Provided passage:
=======

A swath can comprise two or more tiles, a section can comprise one or more swaths and the image generation chip can comprise two or more sections. A section is usually prepared by using sample from a single source.

This method implementation can incorporate any of the features of the first method implementation described above. In the interest of conciseness, alternative combinations of system features are not individually enumerated. Features applicable to systems, methods, and articles of manufacture are not repeated for each statutory class set of base features. The reader will understand how features identified in this section for one statutory class can readily be combined with base features in other statutory classes.

Aspects of the technology disclosed can be practiced as a system that includes one or more processors coupled to memory. The memory is loaded with computer instructions to avoid post-processing of an image from extension of probes on beads during a sample evaluation run. The system includes logic to receive an image of beads in an array of tiles on an image generating chip (also referred to as a beadchip). The system includes logic to calculate averages of full width at half max (FWHM) values over each tile in the image channels. Alternatively, average FWHM values across two or more adjoining tiles in the image channels can be calculated. A trained classifier can predict a likelihood of failure score for the sample evaluation run from the average FWHM values of the tiles. The system includes logic to report the likelihood of failure score for the sample evaluation run.

Another system implementation of the technology disclosed can calculate aggregate level metrics from output of sample evaluation process. The system can include one or more processors coupled to memory. The memory is loaded with computer instructions to process down-sampled images of beads on image generating chips that are available immediately after the completion of process run.

An image generating chip can comprise of multiple sections of samples and each section can contain millions of beads. The technology disclosed can calculate aggregate level metrics at various levels of aggregation of the images for use as input to predict process outcome. Therefore, the technology disclosed can reduce millions of data points output from the process to a manageable number of data points which can be processed efficiently to predict process outcome. The levels of aggregation can include tile-level metrics and swath-level metrics.

The computer implemented systems can incorporate any of the features of methods described immediately above or throughout this application that apply to the method implemented by the system. In the interest of conciseness, alternative combinations of system features are not individually enumerated. Features applicable to systems, methods, and articles of manufacture are not repeated for each statutory class set of base features. The reader will understand how features identified in this section for one statutory class can readily be combined with base features in other statutory classes.

Other implementations may include a non-transitory computer readable storage medium storing instructions executable by a processor to perform functions of the system described above. Yet another implementation may include a method performing the functions of the system described above.

=======

Short exercise a: Take the rows from the first line through the line containing "xmin=159 ymin=77 xmax=438 ymax=335". Switch "distant house" to "white farmhouse" in them and write those lines out again, with nothing else changed.

[Items from a labeling collection]
=======

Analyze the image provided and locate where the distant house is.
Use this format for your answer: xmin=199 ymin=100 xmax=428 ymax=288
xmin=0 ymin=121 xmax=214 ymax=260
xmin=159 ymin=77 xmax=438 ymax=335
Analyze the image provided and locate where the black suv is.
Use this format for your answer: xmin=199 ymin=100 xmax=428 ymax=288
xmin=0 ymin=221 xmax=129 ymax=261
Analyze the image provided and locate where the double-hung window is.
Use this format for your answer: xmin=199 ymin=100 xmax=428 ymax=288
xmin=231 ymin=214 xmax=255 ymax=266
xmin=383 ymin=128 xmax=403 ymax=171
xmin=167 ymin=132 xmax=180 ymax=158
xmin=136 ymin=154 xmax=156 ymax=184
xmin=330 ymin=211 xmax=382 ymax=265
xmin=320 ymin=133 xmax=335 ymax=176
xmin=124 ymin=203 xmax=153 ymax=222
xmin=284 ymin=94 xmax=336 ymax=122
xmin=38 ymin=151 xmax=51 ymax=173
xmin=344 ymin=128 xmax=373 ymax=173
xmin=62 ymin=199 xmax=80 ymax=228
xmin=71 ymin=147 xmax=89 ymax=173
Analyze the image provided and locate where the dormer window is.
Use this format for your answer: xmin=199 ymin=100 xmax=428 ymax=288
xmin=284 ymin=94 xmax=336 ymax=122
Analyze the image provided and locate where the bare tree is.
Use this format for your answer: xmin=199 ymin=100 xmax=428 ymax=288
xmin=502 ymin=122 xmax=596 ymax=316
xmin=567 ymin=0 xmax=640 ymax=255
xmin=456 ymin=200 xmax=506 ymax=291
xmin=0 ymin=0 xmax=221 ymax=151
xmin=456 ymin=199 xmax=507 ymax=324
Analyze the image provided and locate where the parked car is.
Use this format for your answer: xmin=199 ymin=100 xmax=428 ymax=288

=======

Short exercise b: Resume the passage on predicting sample evaluation outcomes from beadchip images, starting after its last sentence.

Task result a:
Analyze the image provided and locate where the white farmhouse is.
Use this format for your answer: xmin=199 ymin=100 xmax=428 ymax=288
xmin=0 ymin=121 xmax=214 ymax=260
xmin=159 ymin=77 xmax=438 ymax=335

Task result b:
As an article of manufacture, rather than a method, a non-transitory computer readable medium (CRM) can be loaded with program instructions executable by a processor. The program instructions when executed, implement the computer-implemented method described above. Alternatively, the program instructions can be loaded on a non-transitory CRM and, when combined with appropriate hardware, become a component of one or more of the computer-implemented systems that practice the method disclosed.

Each of the features discussed in this particular implementation section for the method implementation apply equally to CRM implementation. As indicated above, all the method features are not repeated here, in the interest of conciseness, and should be considered repeated by reference.

Clauses

1. A method of avoiding post-processing of an image from extension of probes on beads during a sample evaluation run, including:

- receiving an image of beads in an array of tiles on a beadchip,
- calculating averages, over each tile in image channel, of full width at half max (FWHM) values of images of the beads,
- predicting from the average FWHM values of the tiles, using a trained classifier, a likelihood of failure score for the sample evaluation run, and
- reporting the likelihood of failure score for the sample evaluation run.
  
  2. The method of clause 1, wherein the image of beads in the array of tiles on the beadchip is a multi-channel image including at least a first and a second image channel.
  
  3. The method of clause 2, wherein the channels are red and green channels resulting from colored illumination and/or colored filtering during collection of the multi-channel image.
  
  4. The method of clause 1, further including dividing the beadchip into regions of samples and predicting from the average FWHM values of the tiles within the samples, the likelihood of failure score prior to post-processing of individual samples.
  
  5. The method of clause 1, wherein the trained classifier further predicts likelihood scores for alternative root causes of failure, further including reporting the likelihood score for at least one of the alternative root causes.
  
  6. The method of clause 1, further including providing colorized images of the average FWHM values for the tiles to an operator to evaluate for root cause.
  
  7. The method of clause 2, further including dividing the beadchip into regions of samples comprising one or more swaths of tiles wherein a swath comprises at least two rows and at least eighteen columns of tiles.
  
  8. The method of clause 7, wherein the tile comprises at least ten thousand cores, arranged in at least one hundred rows, configured to hold one bead per core.
  
  9. The method of clause 7, further including:
- calculating averages, over each swath in each image channel, of focus score values of images of the beads,
- predicting from the average focus score values, using the trained classifier, a likelihood of failure score for the sample evaluation run.
  
  10. The method of clause 7, further including:
- calculating averages, over each swath in each image channel, of registration score values of images of the beads,
- predicting from the average registration score values, using the trained classifier, a likelihood of failure score for the sample evaluation run.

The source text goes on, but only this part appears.